Start of TASK MATERIAL

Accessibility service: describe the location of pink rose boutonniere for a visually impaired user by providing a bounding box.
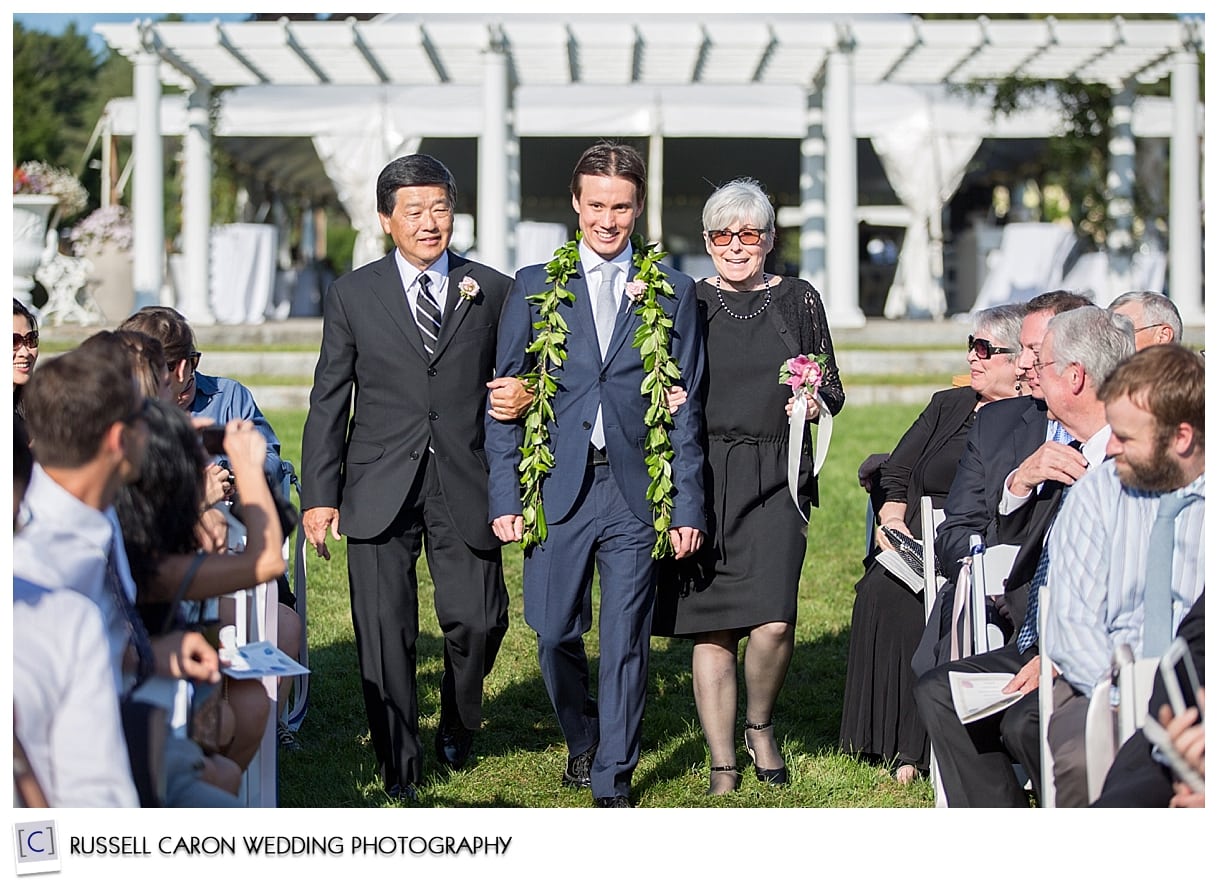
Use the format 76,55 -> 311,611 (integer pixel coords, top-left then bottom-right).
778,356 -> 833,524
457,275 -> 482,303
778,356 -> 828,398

End of TASK MATERIAL

Please copy the records above word for word, leaving out the pictures.

REPLY:
Accessibility service: describe the location of pink rose boutonniere for a visually impaired user by providing a bounding box.
Use the format 76,55 -> 311,611 (integer pixel coords, top-left then bottom-right).
778,356 -> 833,524
457,275 -> 482,303
778,356 -> 828,398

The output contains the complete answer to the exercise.